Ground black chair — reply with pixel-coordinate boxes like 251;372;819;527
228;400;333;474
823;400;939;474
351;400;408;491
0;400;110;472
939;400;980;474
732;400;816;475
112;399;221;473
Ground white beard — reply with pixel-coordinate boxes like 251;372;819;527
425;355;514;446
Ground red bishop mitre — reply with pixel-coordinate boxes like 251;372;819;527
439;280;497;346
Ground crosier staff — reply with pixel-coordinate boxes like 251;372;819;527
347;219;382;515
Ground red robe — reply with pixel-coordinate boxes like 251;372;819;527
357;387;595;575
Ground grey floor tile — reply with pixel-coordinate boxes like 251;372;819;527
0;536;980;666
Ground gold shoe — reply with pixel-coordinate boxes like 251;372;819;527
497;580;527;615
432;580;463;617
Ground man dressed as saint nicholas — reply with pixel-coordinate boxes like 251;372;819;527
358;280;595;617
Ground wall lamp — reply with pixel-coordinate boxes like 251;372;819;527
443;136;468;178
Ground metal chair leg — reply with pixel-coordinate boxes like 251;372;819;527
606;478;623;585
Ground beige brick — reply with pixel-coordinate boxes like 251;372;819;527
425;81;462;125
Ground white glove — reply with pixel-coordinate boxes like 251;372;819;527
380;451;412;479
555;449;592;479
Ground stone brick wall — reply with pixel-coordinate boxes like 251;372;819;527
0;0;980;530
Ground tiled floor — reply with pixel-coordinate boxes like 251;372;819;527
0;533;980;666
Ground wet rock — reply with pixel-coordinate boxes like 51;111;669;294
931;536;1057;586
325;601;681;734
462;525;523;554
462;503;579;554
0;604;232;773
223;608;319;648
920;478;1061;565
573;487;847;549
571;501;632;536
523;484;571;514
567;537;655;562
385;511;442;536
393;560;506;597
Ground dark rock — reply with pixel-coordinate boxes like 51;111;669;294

- - - - -

__What you will do__: Rename "Ground" to "Locate" throughout the listing, covering everything from the line containing "Ground white beard" down to the line containing "555;449;592;479", and return only those lines with nothing else changed.

__Task response__:
Locate white beard — reply with pixel-coordinate boxes like 251;372;819;527
425;355;514;446
Locate red bishop mitre — reply with pixel-coordinate boxes like 251;372;819;527
439;280;497;346
Locate crosier staff — reply with pixel-coordinate boxes like 251;372;819;527
347;219;382;515
Locate red robe — reply with pixel-coordinate boxes like 251;372;819;527
357;387;595;575
Locate grey floor tile — reply with pixel-coordinate boxes like 251;372;819;527
0;536;980;666
Locate gold shoe — reply with pixel-coordinate boxes like 251;372;819;527
497;580;527;615
432;580;463;617
Locate man dressed as saint nicholas — reply with pixel-coordinate boxes like 251;372;819;527
358;280;595;617
Locate wall lamp — reply with pixel-coordinate boxes like 251;372;819;527
443;136;468;178
Locate metal chair leg — reply with pixel-coordinate boxes like 251;372;819;527
606;478;623;585
Locate beige brick — reply with pixel-coordinate boxes like 251;372;819;527
425;81;462;125
Locate white glove — reply with pixel-coordinate boxes like 251;372;819;527
380;451;412;479
555;449;592;479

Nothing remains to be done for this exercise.